What to work on:
Output nothing but the lines from the line with "the bed liner" through the end of the listing below, both ends included.

Material for this task:

-- -- --

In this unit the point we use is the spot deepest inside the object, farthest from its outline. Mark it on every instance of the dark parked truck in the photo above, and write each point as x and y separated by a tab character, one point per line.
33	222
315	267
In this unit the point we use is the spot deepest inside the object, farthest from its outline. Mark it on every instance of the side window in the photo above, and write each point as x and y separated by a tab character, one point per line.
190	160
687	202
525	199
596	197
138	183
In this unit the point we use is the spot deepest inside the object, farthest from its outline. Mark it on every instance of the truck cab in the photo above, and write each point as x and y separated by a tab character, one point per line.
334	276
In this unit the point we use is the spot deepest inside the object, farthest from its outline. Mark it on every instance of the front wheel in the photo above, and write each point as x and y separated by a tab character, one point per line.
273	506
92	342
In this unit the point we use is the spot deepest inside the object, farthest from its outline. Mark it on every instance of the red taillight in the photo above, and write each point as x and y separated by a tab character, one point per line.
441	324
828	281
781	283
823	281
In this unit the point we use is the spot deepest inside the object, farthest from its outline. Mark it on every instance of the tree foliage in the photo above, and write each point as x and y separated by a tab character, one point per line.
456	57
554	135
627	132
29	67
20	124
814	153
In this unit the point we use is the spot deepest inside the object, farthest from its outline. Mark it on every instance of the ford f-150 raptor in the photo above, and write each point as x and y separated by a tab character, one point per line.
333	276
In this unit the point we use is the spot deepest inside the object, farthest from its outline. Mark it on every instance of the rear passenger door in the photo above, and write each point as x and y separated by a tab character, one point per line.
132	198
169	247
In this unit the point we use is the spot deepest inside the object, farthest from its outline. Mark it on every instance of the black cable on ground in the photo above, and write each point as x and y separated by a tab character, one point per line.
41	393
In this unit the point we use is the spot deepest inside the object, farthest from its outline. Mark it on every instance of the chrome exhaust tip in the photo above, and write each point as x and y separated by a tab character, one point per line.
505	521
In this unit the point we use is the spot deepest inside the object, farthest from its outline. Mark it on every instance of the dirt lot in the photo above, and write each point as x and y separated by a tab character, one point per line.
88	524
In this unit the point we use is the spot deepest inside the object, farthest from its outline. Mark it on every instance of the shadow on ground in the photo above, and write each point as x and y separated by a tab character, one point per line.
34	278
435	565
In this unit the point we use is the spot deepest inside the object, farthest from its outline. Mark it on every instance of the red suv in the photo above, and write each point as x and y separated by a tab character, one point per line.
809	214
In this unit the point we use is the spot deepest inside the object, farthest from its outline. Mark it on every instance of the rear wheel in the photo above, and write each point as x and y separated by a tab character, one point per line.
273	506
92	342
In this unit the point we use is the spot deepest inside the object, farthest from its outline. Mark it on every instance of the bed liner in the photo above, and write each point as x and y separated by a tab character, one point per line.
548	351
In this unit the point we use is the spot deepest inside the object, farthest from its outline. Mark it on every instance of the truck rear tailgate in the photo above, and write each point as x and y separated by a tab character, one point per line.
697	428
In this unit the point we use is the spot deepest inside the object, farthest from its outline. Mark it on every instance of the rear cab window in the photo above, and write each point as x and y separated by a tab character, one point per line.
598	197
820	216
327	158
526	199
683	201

-- -- --

Final result:
In this unit the point we use is the spot deepest inside the object, farthest from its outline. Mark it on every instance of the bed liner in the photo above, and write each point as x and y separated by a tab character, one point per line.
548	351
In this unit the point we use is the spot deepest inside the object, farthest from its outline. Mark it on every instance of the truck rear tailgate in the photo above, and write each point as x and y separated by a tab character, one point per line.
697	428
In this unit the point we use is the spot deepest inside the object, farthest from its outline. Mark it on every instance of the rear cab window in the photo above, and write each point as x and y separated by a tab character, one point per line.
598	197
820	216
327	158
526	199
683	201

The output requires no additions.